## BEGIN Selected text

This is an automated email from the ASF dual-hosted git repository.

yiguolei pushed a commit to branch branch-4.1
in repository https://gitbox.apache.org/repos/asf/doris.git


The following commit(s) were added to refs/heads/branch-4.1 by this push:
     new c59189cd2ba [fix](build) Backport thirdparty updates for Arrow LZO 
(#65191)
c59189cd2ba is described below

commit c59189cd2baaf2ddec54b02ffeed0d9d342a8291
Author: Gabriel <[email protected]>
AuthorDate: Fri Jul 3 14:55:14 2026 +0800

    [fix](build) Backport thirdparty updates for Arrow LZO (#65191)
    
    ### What problem does this PR solve?
    
    Issue Number: None
    
    Related PR: #65046
    
    Problem Summary: Branch 4.1 shares the rebuilt Doris thirdparty
    artifacts with master. PR #65046 added Parquet LZO page decompression
    support to the Arrow/Parquet thirdparty patch, which introduces lzo
    symbols from libparquet.a. Branch 4.1 already builds lzo2 as a
    thirdparty package, but its BE CMake thirdparty list did not link lzo2,
    so builds using the shared updated libparquet.a can fail with unresolved
    lzo symbols.
    
    This backports the thirdparty-related changes from #65046: the Arrow LZO
    patch, lzo2 linkage, FlatBuffers version update and include cleanup, and
    Arrow include path setup during thirdparty build.
    
    ### Release note
    
    None
    
    ### Check List (For Author)

## END Selected text
## BEGIN Material provided

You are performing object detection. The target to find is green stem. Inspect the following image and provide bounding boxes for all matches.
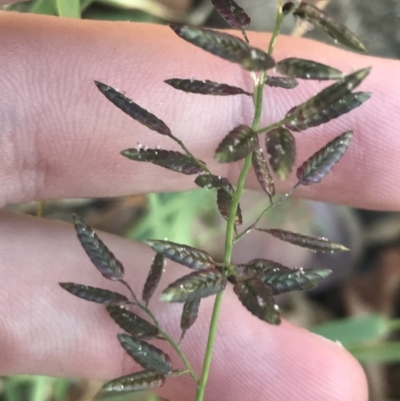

## END Material provided

• [Task instructions]
A - In the Doris commit email above, swap "Arrow LZO" for "Arrow/Parquet LZO" and write out the passage between "The following commit(s)" and "Arrow LZO (#65191)", inclusive.
B - Write the next part of the Doris commit email, continuing after its last line.

• [Answers to the exercises]
A -
The following commit(s) were added to refs/heads/branch-4.1 by this push:
     new c59189cd2ba [fix](build) Backport thirdparty updates for Arrow/Parquet LZO 
(#65191)
c59189cd2ba is described below

commit c59189cd2baaf2ddec54b02ffeed0d9d342a8291
Author: Gabriel <[email protected]>
AuthorDate: Fri Jul 3 14:55:14 2026 +0800

    [fix](build) Backport thirdparty updates for Arrow/Parquet LZO (#65191)

B -
    - Test: Manual test
        - `git diff --cached --check`
    - `bash -n thirdparty/build-thirdparty.sh
    thirdparty/download-thirdparty.sh thirdparty/vars.sh`
    - Behavior changed: No
    - Does this need documentation: No
---
 be/cmake/thirdparty.cmake                        |  1 +
 thirdparty/build-thirdparty.sh                   |  5 +-
 thirdparty/download-thirdparty.sh                |  2 +
 thirdparty/patches/apache-arrow-17.0.0-lzo.patch | 84 ++++++++++++++++++++++++
 thirdparty/vars.sh                               |  8 +--
 5 files changed, 95 insertions(+), 5 deletions(-)

diff --git a/be/cmake/thirdparty.cmake b/be/cmake/thirdparty.cmake
index 227f81411f1..8aa4ae73020 100644
--- a/be/cmake/thirdparty.cmake
+++ b/be/cmake/thirdparty.cmake
@@ -66,6 +66,7 @@ add_thirdparty(gmock)
 add_thirdparty(snappy)
 add_thirdparty(curl)
 add_thirdparty(lz4)
+add_thirdparty(lzo2)
 add_thirdparty(thrift)
 add_thirdparty(thriftnb)
 add_thirdparty(crc32c)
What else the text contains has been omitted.